━━━ ФРАГМЕНТ ТЕКСТА ━━━

Эдуард Мане
Рефераты >> Культурология >> Эдуард Мане

Не принесли Мане успеха и последние Салоны периода Империи. В 1868 году публика и критика холодно отнеслась к “Портрету Золя”, в 1869 году сочла за “дешевые безделушки” “Балкон” и “Завтрак в мастерской”, а в 1870 году освистали “Портрет Евы Гонзалес”.

Но зато в эти трудные годы постоянных нападок Мане нашел себе друзей и союзников среди лучших представителей художественной интеллигенции середины 19 века. Среди первых сторонников Мане был Шарль Бодлер. В 1864 году Бодлер заинтересовал произведениями Мане Теофиля Готье, блестящего художественного критика, друга Руссо, Коро и Милле. Сторонниками Мане объявляет себя и другой пропагандист реалистического искусства - Дюранти, издавший в 1856 - 1857 годах журнал “Реализм”.

Мане нашел себе друзей в лице многих художников старшего и молодого поколения. Первые его работы одобрил Делакруа. Затем с ним сблизились последователи Курбе: Альфонс Легро Фантен-Латур, Бракмон, живописец Уистер. В 1861 году Мане познакомился с Эдгаром Дега, в конце 1865 - с Клодом Моне, в 1866 - 1868 годах с Ренуаром, Сислеем, Сезанном, Базилем. Их встречи происходили более или менее регулярно с 1866 в кафе Гербуа, в квартале Батиньоль. Предсказание Кутюра сбывалось: Мане становится главой нового художественного направления, получившего название “Батиньольская группа” и активно противоставлявшего себя салонному искусству. Можно было уже говорить о группе, объединенной общностью интересов, устремлений и симпатий. Мане был признан главой этой группы. Но самого активного защитника своей живописи Мане нашел в лице молодого Эмиля Золя. Золя, несомненно, сделал для Мане больше, чем кто-либо из его современников. Он выступил в защиту его искусства в самый трудный период жизни художника: первая статья Золя о Мане появилась 7 мая 1866 года, почти сразу после открытия Салона, жюри, которого отвергло “Флейтиста”. Золя первый объявил, что Мане является классиком современного искусства, и что место ему уготовано в Лувре.

━━━

ЗАДАНИЕ → Перепечатайте приведенный выше текст об Эдуарде Мане целиком, не меняя в нем ни слова.

━━━ ИСХОДНЫЕ ДАННЫЕ ━━━

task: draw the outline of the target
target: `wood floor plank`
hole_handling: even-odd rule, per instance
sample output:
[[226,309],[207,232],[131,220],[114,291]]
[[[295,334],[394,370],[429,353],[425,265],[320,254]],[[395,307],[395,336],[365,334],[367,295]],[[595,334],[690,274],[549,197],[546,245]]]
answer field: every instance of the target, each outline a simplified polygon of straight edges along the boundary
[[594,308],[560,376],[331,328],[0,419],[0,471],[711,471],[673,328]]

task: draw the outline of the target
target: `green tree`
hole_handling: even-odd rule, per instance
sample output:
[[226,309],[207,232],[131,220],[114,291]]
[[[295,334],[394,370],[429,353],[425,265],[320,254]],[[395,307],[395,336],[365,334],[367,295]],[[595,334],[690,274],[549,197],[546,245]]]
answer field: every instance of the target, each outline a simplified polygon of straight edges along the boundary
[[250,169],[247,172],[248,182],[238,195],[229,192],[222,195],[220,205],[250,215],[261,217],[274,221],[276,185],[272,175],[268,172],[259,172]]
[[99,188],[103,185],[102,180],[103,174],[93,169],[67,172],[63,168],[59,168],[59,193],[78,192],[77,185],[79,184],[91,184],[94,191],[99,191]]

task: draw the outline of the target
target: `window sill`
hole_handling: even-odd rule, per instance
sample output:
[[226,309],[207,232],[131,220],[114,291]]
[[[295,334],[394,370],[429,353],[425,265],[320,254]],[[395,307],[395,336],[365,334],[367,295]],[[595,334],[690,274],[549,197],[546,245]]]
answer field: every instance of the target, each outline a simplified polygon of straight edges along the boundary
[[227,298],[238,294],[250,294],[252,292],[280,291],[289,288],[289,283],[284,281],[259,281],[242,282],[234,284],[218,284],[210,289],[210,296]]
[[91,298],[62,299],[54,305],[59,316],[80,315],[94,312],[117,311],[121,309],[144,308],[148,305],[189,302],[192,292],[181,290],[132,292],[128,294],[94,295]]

━━━
━━━ ИСХОДНЫЕ ДАННЫЕ ━━━

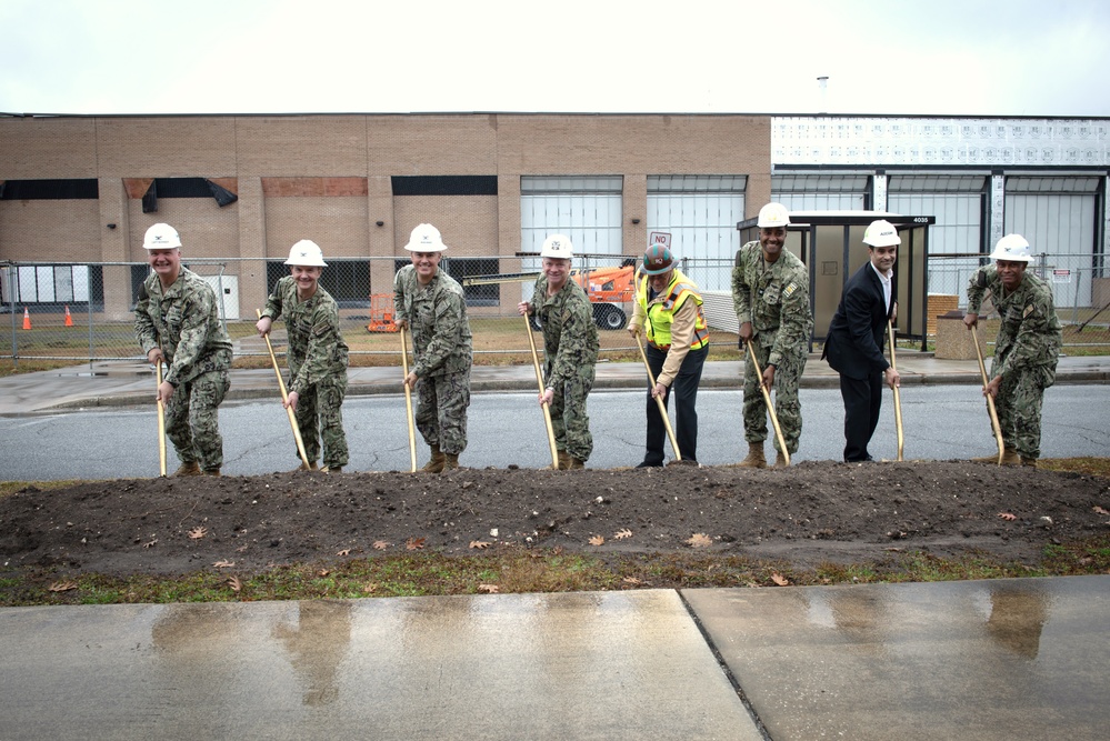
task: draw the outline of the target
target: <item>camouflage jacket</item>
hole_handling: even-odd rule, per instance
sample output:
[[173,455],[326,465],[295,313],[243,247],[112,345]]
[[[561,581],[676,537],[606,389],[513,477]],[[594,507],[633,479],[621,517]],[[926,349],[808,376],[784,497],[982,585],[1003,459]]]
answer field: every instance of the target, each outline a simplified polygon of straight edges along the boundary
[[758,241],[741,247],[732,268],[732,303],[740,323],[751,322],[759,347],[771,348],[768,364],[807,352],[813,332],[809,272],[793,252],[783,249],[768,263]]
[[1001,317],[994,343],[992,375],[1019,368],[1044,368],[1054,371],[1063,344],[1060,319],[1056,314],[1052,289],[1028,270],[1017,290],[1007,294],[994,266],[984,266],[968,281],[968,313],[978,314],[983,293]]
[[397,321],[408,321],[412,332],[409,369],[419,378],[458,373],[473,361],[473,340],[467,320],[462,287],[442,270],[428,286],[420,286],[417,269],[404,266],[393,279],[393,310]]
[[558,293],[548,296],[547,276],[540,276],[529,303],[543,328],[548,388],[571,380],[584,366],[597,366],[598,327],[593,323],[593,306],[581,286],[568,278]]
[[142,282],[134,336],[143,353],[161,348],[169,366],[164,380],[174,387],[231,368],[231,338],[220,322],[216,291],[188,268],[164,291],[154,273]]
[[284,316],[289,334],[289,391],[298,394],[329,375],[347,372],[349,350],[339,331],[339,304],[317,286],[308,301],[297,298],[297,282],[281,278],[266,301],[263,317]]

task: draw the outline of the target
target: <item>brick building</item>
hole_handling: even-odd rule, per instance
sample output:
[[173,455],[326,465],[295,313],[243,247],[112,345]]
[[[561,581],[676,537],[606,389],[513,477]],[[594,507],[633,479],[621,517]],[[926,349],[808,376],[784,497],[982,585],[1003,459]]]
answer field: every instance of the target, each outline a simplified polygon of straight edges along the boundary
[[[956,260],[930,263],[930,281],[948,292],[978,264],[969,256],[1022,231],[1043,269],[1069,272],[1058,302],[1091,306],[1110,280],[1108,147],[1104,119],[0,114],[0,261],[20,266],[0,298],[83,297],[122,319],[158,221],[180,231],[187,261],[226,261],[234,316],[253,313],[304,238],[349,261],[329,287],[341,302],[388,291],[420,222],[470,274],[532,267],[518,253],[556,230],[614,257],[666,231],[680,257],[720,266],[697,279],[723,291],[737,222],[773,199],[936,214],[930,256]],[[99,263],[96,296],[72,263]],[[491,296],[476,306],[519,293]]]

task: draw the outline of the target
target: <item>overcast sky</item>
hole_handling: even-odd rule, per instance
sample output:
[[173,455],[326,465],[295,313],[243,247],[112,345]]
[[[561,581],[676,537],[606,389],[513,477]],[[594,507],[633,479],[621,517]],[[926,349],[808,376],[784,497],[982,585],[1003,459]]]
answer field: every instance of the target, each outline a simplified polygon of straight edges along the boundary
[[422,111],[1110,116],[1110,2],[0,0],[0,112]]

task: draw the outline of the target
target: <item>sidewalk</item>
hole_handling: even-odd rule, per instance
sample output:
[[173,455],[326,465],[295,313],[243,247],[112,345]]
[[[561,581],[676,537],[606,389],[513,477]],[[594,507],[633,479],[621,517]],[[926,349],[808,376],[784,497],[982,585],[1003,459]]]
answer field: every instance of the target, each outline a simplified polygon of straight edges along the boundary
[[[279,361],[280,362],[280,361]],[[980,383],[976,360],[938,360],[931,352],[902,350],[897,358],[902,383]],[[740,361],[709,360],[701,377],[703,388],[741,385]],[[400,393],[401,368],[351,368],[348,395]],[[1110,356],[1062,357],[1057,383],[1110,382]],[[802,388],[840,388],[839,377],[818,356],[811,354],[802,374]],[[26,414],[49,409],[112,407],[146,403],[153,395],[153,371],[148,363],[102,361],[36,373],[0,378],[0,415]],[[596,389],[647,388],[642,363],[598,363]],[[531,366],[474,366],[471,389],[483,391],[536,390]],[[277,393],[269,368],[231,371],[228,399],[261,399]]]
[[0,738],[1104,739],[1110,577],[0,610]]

━━━

РЕЗУЛЬТАТ →
Эдуард Мане
Рефераты >> Культурология >> Эдуард Мане

Не принесли Мане успеха и последние Салоны периода Империи. В 1868 году публика и критика холодно отнеслась к “Портрету Золя”, в 1869 году сочла за “дешевые безделушки” “Балкон” и “Завтрак в мастерской”, а в 1870 году освистали “Портрет Евы Гонзалес”.

Но зато в эти трудные годы постоянных нападок Мане нашел себе друзей и союзников среди лучших представителей художественной интеллигенции середины 19 века. Среди первых сторонников Мане был Шарль Бодлер. В 1864 году Бодлер заинтересовал произведениями Мане Теофиля Готье, блестящего художественного критика, друга Руссо, Коро и Милле. Сторонниками Мане объявляет себя и другой пропагандист реалистического искусства - Дюранти, издавший в 1856 - 1857 годах журнал “Реализм”.

Мане нашел себе друзей в лице многих художников старшего и молодого поколения. Первые его работы одобрил Делакруа. Затем с ним сблизились последователи Курбе: Альфонс Легро Фантен-Латур, Бракмон, живописец Уистер. В 1861 году Мане познакомился с Эдгаром Дега, в конце 1865 - с Клодом Моне, в 1866 - 1868 годах с Ренуаром, Сислеем, Сезанном, Базилем. Их встречи происходили более или менее регулярно с 1866 в кафе Гербуа, в квартале Батиньоль. Предсказание Кутюра сбывалось: Мане становится главой нового художественного направления, получившего название “Батиньольская группа” и активно противоставлявшего себя салонному искусству. Можно было уже говорить о группе, объединенной общностью интересов, устремлений и симпатий. Мане был признан главой этой группы. Но самого активного защитника своей живописи Мане нашел в лице молодого Эмиля Золя. Золя, несомненно, сделал для Мане больше, чем кто-либо из его современников. Он выступил в защиту его искусства в самый трудный период жизни художника: первая статья Золя о Мане появилась 7 мая 1866 года, почти сразу после открытия Салона, жюри, которого отвергло “Флейтиста”. Золя первый объявил, что Мане является классиком современного искусства, и что место ему уготовано в Лувре.